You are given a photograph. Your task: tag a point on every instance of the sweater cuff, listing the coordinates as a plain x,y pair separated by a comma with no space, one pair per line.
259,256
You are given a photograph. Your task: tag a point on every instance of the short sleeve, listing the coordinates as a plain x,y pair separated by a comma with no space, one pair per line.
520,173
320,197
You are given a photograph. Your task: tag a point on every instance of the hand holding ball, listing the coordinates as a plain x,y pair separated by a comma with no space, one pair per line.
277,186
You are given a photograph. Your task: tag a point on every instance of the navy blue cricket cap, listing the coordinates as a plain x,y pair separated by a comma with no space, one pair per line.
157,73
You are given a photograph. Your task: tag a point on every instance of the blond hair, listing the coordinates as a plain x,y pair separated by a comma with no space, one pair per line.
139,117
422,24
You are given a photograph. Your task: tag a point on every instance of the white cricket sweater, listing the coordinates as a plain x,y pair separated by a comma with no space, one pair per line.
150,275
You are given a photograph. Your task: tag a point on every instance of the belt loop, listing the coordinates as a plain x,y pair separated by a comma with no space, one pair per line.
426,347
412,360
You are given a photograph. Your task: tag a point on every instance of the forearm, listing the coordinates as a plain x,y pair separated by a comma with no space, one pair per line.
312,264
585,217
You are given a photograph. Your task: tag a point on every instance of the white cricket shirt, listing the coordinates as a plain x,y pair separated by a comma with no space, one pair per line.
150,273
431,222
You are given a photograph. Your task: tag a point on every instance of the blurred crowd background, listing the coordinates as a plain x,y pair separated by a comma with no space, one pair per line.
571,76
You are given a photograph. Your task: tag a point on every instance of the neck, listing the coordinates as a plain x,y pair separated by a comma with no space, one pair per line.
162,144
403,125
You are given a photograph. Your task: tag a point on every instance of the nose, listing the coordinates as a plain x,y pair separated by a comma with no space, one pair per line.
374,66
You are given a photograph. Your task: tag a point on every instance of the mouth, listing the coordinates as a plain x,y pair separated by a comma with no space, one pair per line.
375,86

== Exercise requirements ==
Give back, unchanged, the line that holds "of the blurred" along with all lines after it through the last line above.

== Solution to this exercise ==
You are given a photograph. Your task: tag a point on every instance of the blurred crowd background, listing the coordinates as a plain x,y pair separated by a comma with no space, one pair per line.
571,76
You are given a photograph. Your task: tag a point on every instance of the neck, listing the coordinates as a plain x,y pair separated by a comma with no space, one pair per line.
162,144
403,125
You are given a photograph. Your task: tag a point on every instance of the nose, listing the coordinates as a plain x,y pair separated by a comma with no space, one pair per line.
374,66
You are given a photograph. Your task: tag a point on every instance of the mouth, listing the coordinates as a plain x,y pair separated by a comma with no space, one pair per line.
375,86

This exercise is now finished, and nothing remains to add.